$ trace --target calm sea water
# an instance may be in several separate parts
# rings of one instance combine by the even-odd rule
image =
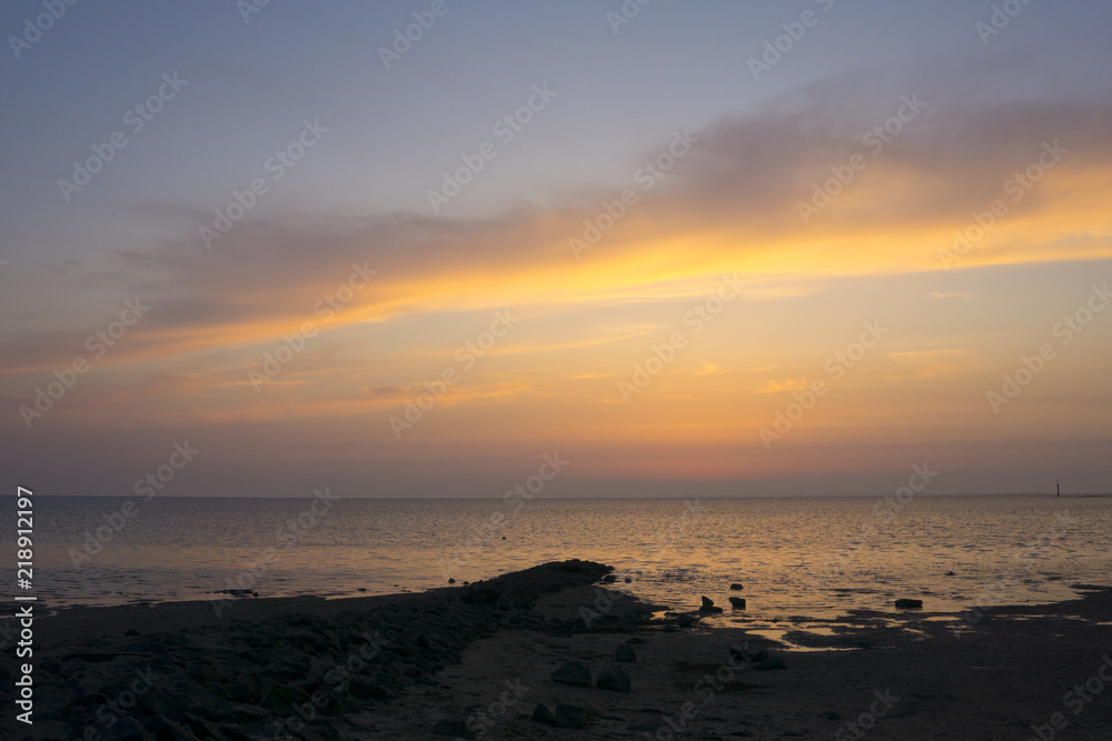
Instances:
[[[419,591],[567,558],[612,564],[618,587],[675,608],[697,607],[701,594],[725,604],[727,585],[742,582],[757,615],[886,609],[919,595],[959,610],[1066,599],[1075,582],[1112,585],[1112,499],[1100,498],[920,497],[897,511],[880,498],[344,499],[315,509],[157,498],[113,515],[127,501],[36,498],[40,600]],[[2,571],[14,584],[14,500],[3,502]]]

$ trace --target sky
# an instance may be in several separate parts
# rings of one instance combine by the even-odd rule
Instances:
[[[1108,492],[1109,28],[1096,0],[4,3],[0,478]]]

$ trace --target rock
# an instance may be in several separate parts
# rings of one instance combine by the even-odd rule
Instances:
[[[563,667],[553,672],[553,681],[573,687],[590,687],[590,669],[578,661],[567,661]]]
[[[564,702],[556,705],[556,728],[587,728],[587,710]]]
[[[753,663],[755,661],[764,661],[768,658],[767,649],[756,649],[749,650],[748,648],[737,648],[737,644],[729,647],[729,655],[735,659],[741,659],[746,663]]]
[[[759,669],[761,671],[768,671],[772,669],[787,669],[787,663],[777,655],[771,655],[764,661],[756,661],[751,665],[754,669]]]
[[[625,669],[617,667],[606,667],[598,672],[598,681],[595,687],[599,690],[614,690],[615,692],[629,691],[629,674]]]
[[[475,734],[467,729],[461,720],[438,720],[428,730],[433,735],[450,735],[454,739],[474,739]]]
[[[545,725],[556,724],[556,717],[553,715],[553,711],[548,710],[548,705],[543,702],[538,702],[537,707],[533,709],[533,717],[529,720],[535,723],[544,723]]]

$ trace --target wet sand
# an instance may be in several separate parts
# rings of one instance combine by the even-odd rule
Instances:
[[[927,603],[770,625],[732,611],[726,584],[708,595],[725,612],[701,615],[599,583],[607,572],[564,562],[421,594],[246,598],[220,618],[207,602],[63,610],[36,624],[36,725],[4,737],[1112,738],[1112,589],[973,624]],[[617,660],[622,644],[635,660]],[[590,685],[555,681],[566,662]],[[586,727],[533,720],[538,703]]]

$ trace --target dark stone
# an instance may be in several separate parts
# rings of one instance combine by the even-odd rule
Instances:
[[[764,661],[754,662],[753,668],[759,669],[761,671],[770,671],[772,669],[787,669],[787,663],[777,655],[771,655]]]
[[[590,687],[590,669],[578,661],[568,661],[553,672],[553,681],[573,687]]]
[[[433,735],[450,735],[455,739],[474,739],[475,734],[461,720],[438,720],[428,730]]]
[[[587,728],[587,710],[564,702],[556,705],[556,728]]]
[[[606,667],[598,672],[598,681],[595,687],[599,690],[614,690],[615,692],[629,691],[629,674],[625,669],[617,667]]]
[[[548,705],[543,702],[538,702],[537,707],[533,709],[533,717],[529,720],[535,723],[544,723],[545,725],[556,724],[556,717],[553,715],[553,711],[548,710]]]

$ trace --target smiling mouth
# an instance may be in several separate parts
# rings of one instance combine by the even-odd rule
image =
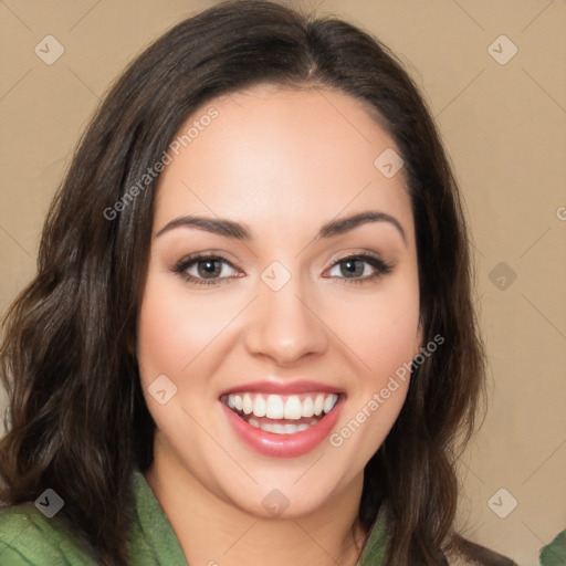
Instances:
[[[262,395],[239,392],[220,400],[252,427],[274,434],[295,434],[318,424],[342,394]]]

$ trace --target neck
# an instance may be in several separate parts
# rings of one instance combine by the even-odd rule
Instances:
[[[357,520],[363,475],[322,509],[293,518],[264,518],[219,499],[166,458],[157,449],[145,478],[189,565],[357,565],[367,536]]]

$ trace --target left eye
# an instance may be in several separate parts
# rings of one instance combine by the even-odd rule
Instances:
[[[367,268],[369,265],[369,268]],[[336,270],[338,273],[336,273]],[[371,255],[350,255],[338,260],[329,271],[331,276],[363,282],[378,277],[391,271],[391,265],[386,264]],[[333,272],[335,272],[333,274]],[[352,281],[352,282],[354,282]]]

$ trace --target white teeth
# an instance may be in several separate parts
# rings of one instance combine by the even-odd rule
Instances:
[[[268,407],[265,417],[268,419],[282,419],[284,415],[283,399],[279,395],[270,395],[268,397]]]
[[[285,403],[285,419],[298,420],[302,417],[303,405],[296,395],[292,395]]]
[[[265,432],[273,432],[275,434],[295,434],[296,432],[303,432],[303,430],[314,427],[314,424],[317,423],[315,420],[311,422],[311,424],[306,424],[306,422],[303,424],[271,424],[270,422],[260,423],[260,421],[255,420],[253,417],[249,419],[248,422],[256,429],[264,430]]]
[[[314,401],[314,413],[318,417],[324,409],[324,395],[318,395]]]
[[[255,415],[255,417],[265,417],[266,410],[268,406],[265,405],[265,399],[263,398],[263,395],[258,395],[255,397],[255,401],[253,402],[253,413]]]
[[[303,417],[312,417],[314,415],[314,401],[311,397],[307,397],[303,401],[303,411],[301,413]]]
[[[245,394],[243,396],[243,400],[242,400],[242,410],[245,415],[250,415],[250,412],[252,412],[253,410],[253,402],[252,402],[252,398],[250,397],[249,394]]]
[[[328,397],[326,397],[326,399],[324,400],[324,407],[323,407],[324,412],[331,412],[332,409],[334,408],[334,406],[336,405],[337,400],[338,400],[337,395],[329,395]]]
[[[226,403],[233,410],[273,420],[300,420],[303,417],[321,417],[323,412],[331,412],[337,401],[337,395],[325,394],[291,395],[289,397],[269,395],[265,397],[260,394],[241,392],[239,395],[228,395],[226,398]]]

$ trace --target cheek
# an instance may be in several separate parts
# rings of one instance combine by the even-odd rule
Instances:
[[[159,374],[176,382],[230,321],[234,305],[202,301],[182,284],[148,277],[139,314],[138,360],[146,379]]]
[[[413,277],[390,281],[371,295],[334,307],[333,327],[358,359],[365,381],[378,386],[419,350],[419,292]]]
____________________
» Problem requirements
Transcribe every line of all the records above without changing anything, but leave the pictures out.

» Answer for this exercise
$ trace --target calm sea water
# an instance may be in several separate parts
# rings of one instance combine by the even-odd rule
image =
Instances:
[[[419,591],[567,558],[612,564],[618,587],[675,608],[697,607],[701,594],[725,604],[727,585],[742,582],[757,615],[886,609],[919,595],[959,610],[1066,599],[1075,582],[1112,585],[1112,499],[1100,498],[920,497],[897,511],[880,498],[344,499],[315,509],[157,498],[113,515],[127,501],[36,498],[40,600]],[[2,571],[14,584],[14,500],[3,502]]]

$ trace --target sky
# an instance may be in several separate parts
# rings of one instance combine by the even-odd rule
Instances:
[[[1108,492],[1109,28],[1096,0],[4,3],[0,478]]]

$ trace --target rock
# an instance may be in several separate parts
# rings of one instance combine by the even-odd rule
Instances:
[[[563,667],[553,672],[553,681],[573,687],[590,687],[590,669],[578,661],[567,661]]]
[[[564,702],[556,705],[556,728],[587,728],[587,710]]]
[[[753,663],[755,661],[764,661],[768,658],[767,649],[756,649],[749,650],[748,648],[737,648],[737,644],[729,647],[729,655],[735,659],[741,659],[746,663]]]
[[[759,669],[761,671],[768,671],[772,669],[787,669],[787,663],[777,655],[771,655],[764,661],[756,661],[751,665],[754,669]]]
[[[625,669],[617,667],[606,667],[598,672],[598,681],[595,687],[599,690],[614,690],[615,692],[629,691],[629,674]]]
[[[475,734],[467,729],[461,720],[438,720],[428,730],[433,735],[450,735],[454,739],[474,739]]]
[[[545,725],[556,724],[556,717],[553,715],[553,711],[548,710],[548,705],[543,702],[538,702],[537,707],[533,709],[533,717],[529,720],[535,723],[544,723]]]

$ trace --target wet sand
# an instance may be in several separate parts
# rings of one instance combine by the even-odd rule
Instances:
[[[927,603],[770,625],[732,611],[726,584],[708,595],[725,612],[701,615],[599,583],[607,572],[564,562],[421,594],[246,598],[220,618],[207,602],[63,610],[36,624],[36,725],[4,737],[1112,738],[1112,589],[973,624]],[[617,660],[622,644],[635,660]],[[590,685],[555,681],[566,662]],[[586,727],[533,720],[538,703]]]

$ trace --target dark stone
# an instance may be in several separate parts
# rings of one instance combine by the even-odd rule
Instances:
[[[764,661],[754,662],[753,668],[759,669],[761,671],[770,671],[772,669],[787,669],[787,663],[777,655],[771,655]]]
[[[590,687],[590,669],[578,661],[568,661],[553,672],[553,681],[573,687]]]
[[[433,735],[450,735],[455,739],[474,739],[475,734],[461,720],[438,720],[428,730]]]
[[[587,728],[587,710],[564,702],[556,705],[556,728]]]
[[[606,667],[598,672],[598,681],[595,687],[599,690],[614,690],[615,692],[629,691],[629,674],[625,669],[617,667]]]
[[[548,705],[543,702],[538,702],[537,707],[533,709],[533,717],[529,720],[535,723],[544,723],[545,725],[556,724],[556,717],[553,715],[553,711],[548,710]]]

$ trace --target smiling mouth
# an instance may be in several separate parts
# rings of one instance combine by the even-odd rule
image =
Instances:
[[[262,395],[239,392],[220,400],[252,427],[274,434],[295,434],[318,424],[342,394]]]

$ trace --target neck
# an instance may be in several separate parts
# rings of one instance combine by the even-odd rule
Instances:
[[[357,520],[363,475],[322,509],[293,518],[264,518],[219,499],[166,458],[157,449],[145,478],[189,565],[357,565],[367,536]]]

$ trace --target left eye
# an instance may be in several separate parts
# rings of one instance combine by the even-odd rule
Instances:
[[[367,268],[369,265],[369,268]],[[336,270],[338,273],[336,273]],[[371,255],[350,255],[338,260],[329,271],[331,276],[363,282],[378,277],[391,271],[391,265],[386,264]],[[333,272],[335,272],[333,274]],[[352,281],[352,282],[354,282]]]

$ trace --target white teeth
# an instance may be in several separate parts
# rings of one instance combine by the even-odd rule
Instances:
[[[268,407],[265,417],[268,419],[282,419],[284,415],[283,399],[279,395],[270,395],[268,397]]]
[[[285,403],[285,419],[298,420],[302,417],[303,405],[296,395],[292,395]]]
[[[265,432],[273,432],[275,434],[295,434],[296,432],[303,432],[303,430],[314,427],[314,424],[317,423],[315,420],[311,422],[311,424],[306,424],[306,422],[303,424],[271,424],[270,422],[260,423],[260,421],[255,420],[253,417],[249,419],[248,422],[256,429],[264,430]]]
[[[314,401],[314,413],[318,417],[324,409],[324,395],[318,395]]]
[[[255,415],[255,417],[265,417],[266,410],[268,406],[265,405],[265,399],[263,398],[263,395],[258,395],[255,397],[255,401],[253,402],[253,413]]]
[[[303,417],[312,417],[314,415],[314,401],[311,397],[307,397],[303,401],[303,411],[301,413]]]
[[[245,394],[243,396],[243,400],[242,400],[242,410],[245,415],[250,415],[250,412],[252,412],[253,410],[253,402],[252,402],[252,398],[250,397],[249,394]]]
[[[328,397],[326,397],[326,399],[324,400],[324,407],[323,407],[324,412],[331,412],[332,409],[334,408],[334,406],[336,405],[337,400],[338,400],[337,395],[329,395]]]
[[[226,403],[233,410],[273,420],[300,420],[303,417],[321,417],[323,412],[331,412],[337,401],[337,395],[325,394],[291,395],[289,397],[269,395],[265,397],[260,394],[241,392],[239,395],[228,395],[226,398]]]

$ trace --target cheek
# an instance may be in several separate parts
# rings of one instance combine by the even-odd rule
Instances:
[[[159,374],[176,382],[230,321],[234,305],[202,301],[182,284],[148,277],[139,314],[138,360],[146,379]]]
[[[413,277],[390,281],[371,295],[334,307],[333,327],[358,359],[365,381],[378,386],[419,350],[419,292]]]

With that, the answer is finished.